Copy the rows below without any change, from the line containing "the fish fin" through the end of the rows, with both ends included.

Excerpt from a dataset
◇ ◇ ◇ ◇ ◇

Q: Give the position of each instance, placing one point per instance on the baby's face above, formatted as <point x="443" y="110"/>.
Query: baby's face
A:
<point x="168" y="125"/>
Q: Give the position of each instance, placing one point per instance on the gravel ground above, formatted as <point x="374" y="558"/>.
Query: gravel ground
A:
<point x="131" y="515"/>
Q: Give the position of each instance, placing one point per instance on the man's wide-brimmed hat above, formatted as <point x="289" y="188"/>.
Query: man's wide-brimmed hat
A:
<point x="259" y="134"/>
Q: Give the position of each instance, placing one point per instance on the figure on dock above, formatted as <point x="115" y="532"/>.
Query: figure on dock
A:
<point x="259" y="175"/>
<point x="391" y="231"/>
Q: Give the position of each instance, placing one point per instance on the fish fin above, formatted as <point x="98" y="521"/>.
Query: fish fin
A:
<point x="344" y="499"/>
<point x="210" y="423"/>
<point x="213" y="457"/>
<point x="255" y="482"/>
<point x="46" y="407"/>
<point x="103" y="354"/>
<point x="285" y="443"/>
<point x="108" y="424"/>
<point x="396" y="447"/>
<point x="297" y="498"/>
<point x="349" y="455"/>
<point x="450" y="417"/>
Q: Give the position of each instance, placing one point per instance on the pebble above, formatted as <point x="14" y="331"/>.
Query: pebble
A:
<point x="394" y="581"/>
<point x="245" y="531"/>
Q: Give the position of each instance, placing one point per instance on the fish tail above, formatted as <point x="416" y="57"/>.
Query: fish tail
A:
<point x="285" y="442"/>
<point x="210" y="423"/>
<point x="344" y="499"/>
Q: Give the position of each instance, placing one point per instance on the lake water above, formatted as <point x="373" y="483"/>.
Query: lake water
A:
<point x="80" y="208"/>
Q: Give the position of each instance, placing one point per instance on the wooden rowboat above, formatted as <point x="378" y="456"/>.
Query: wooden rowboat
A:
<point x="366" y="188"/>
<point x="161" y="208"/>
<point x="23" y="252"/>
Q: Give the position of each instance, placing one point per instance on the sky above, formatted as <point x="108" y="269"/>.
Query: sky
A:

◇ ◇ ◇ ◇ ◇

WRITTEN SOLUTION
Q: Give the position of each instance, placing one point per instance on the fish fin above, formatted as <point x="98" y="521"/>.
Query: fish fin
A:
<point x="344" y="499"/>
<point x="210" y="423"/>
<point x="213" y="457"/>
<point x="255" y="482"/>
<point x="46" y="407"/>
<point x="103" y="354"/>
<point x="285" y="443"/>
<point x="108" y="424"/>
<point x="396" y="447"/>
<point x="297" y="498"/>
<point x="349" y="455"/>
<point x="450" y="417"/>
Q: Give the position of each instance, placing one point per instance on the pebble above, formatted as <point x="14" y="331"/>.
Query: pebble
A:
<point x="394" y="581"/>
<point x="245" y="531"/>
Q: Give the position of each instance, placing one point per instance on the fish tail above, formatted as <point x="416" y="57"/>.
Query: fish tail
A:
<point x="285" y="442"/>
<point x="210" y="423"/>
<point x="344" y="499"/>
Q: Give the position of each instance, placing one point per instance on the lake water above, formatted as <point x="373" y="483"/>.
Query: lake water
A:
<point x="80" y="208"/>
Q: Give the position of each instance, placing one point per instance on the wooden rowboat above, formatted as <point x="378" y="456"/>.
Query: wooden rowboat
A:
<point x="366" y="188"/>
<point x="161" y="208"/>
<point x="23" y="252"/>
Q: Give the position of each instance, placing one point per instance on the sky above, formatted as <point x="108" y="269"/>.
Query: sky
A:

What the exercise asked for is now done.